* start Input for this task *

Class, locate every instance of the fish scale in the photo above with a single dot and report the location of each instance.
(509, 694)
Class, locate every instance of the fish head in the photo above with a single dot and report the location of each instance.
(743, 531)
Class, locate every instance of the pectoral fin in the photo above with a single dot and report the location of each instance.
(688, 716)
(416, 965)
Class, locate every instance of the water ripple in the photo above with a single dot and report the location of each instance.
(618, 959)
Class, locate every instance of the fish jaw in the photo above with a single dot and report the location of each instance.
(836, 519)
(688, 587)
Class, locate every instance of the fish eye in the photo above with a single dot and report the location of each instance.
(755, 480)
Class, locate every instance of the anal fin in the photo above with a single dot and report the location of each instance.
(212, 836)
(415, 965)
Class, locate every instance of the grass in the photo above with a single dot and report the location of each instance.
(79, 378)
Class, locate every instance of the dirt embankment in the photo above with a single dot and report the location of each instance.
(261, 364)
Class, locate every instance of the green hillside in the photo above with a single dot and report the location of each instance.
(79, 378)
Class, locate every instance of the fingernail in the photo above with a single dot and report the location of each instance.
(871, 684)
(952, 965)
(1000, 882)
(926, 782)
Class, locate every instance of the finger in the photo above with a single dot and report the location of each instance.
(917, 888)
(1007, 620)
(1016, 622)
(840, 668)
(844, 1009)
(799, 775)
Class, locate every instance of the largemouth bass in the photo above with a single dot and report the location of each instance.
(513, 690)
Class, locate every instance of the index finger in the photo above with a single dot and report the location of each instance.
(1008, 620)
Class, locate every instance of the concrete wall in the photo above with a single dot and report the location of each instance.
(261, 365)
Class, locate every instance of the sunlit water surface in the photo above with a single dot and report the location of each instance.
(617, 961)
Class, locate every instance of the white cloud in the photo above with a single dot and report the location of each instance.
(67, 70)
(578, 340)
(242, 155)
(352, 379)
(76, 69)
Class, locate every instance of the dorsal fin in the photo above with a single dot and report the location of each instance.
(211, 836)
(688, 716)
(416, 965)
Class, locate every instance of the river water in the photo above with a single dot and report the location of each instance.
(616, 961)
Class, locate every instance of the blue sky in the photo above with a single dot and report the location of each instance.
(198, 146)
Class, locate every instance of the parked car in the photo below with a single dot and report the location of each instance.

* end Input for this task *

Could you reproduce every record above exactly as it appears?

Class, locate every instance of the fish scale in the photo above with a single dot and report the location of each instance.
(509, 694)
Class, locate every instance of the fish head in the photo above with a single dot and report the location of each instance.
(743, 531)
Class, locate every instance of the pectoral fin in the photo above with a single dot and report the location of each instance.
(688, 716)
(416, 965)
Class, locate every instance of the water ripple in the photo above with a single dot and report the location of each instance.
(618, 959)
Class, locate every instance of the fish jaw in the photo above with a single dot and report the location of each instance.
(836, 519)
(688, 587)
Class, locate every instance of the fish eye in the photo above with a single dot and report the location of each instance.
(755, 480)
Class, locate every instance of the anal fin in the photo above with a single dot and report the location of each instance.
(212, 836)
(415, 965)
Class, locate every instance of the grass in the photo above with a single dot and report the location of each instance.
(79, 378)
Class, locate every instance of the dirt embankment in the photo above with a single dot and report the location of each instance.
(261, 364)
Class, locate every instance of the green hillside in the photo above with a single dot and report the location of each instance.
(79, 378)
Class, locate every instance of the fingernail in the photo above with a single dot and report the location of each instance.
(871, 684)
(952, 965)
(1000, 882)
(926, 782)
Class, locate every instance of the finger in the photo above with a single dot and report the location of each instance.
(917, 888)
(1007, 620)
(1016, 622)
(840, 668)
(844, 1009)
(799, 775)
Class, locate every instance of the largemouth bass in the photo above with a single dot and report the location of each instance.
(513, 690)
Class, locate every instance of the index finger in the photo above with a single dot and report the location of each instance.
(1008, 620)
Class, locate every instance of the concrete wall in the photo above with a single dot and report the location of each instance.
(261, 365)
Class, locate every instance of the sunlit water surface in the photo above with a single dot and report the location of each instance.
(617, 961)
Class, locate every instance of the white cloud in the photo above with a single dot and report the location of each instance.
(67, 70)
(578, 340)
(242, 155)
(352, 379)
(76, 69)
Class, locate every instance of the dorsal fin in the photo above with a single dot and report the location of each instance.
(211, 836)
(688, 716)
(416, 965)
Class, locate every instance of the river water in the photo above with a single dot and report the location of each instance.
(616, 961)
Class, locate every instance of the blue sky in the photo above with a single dot and report the location of each instance.
(198, 146)
Class, locate every instance of the parked car in the photo below with a single dot and report the location of each instance.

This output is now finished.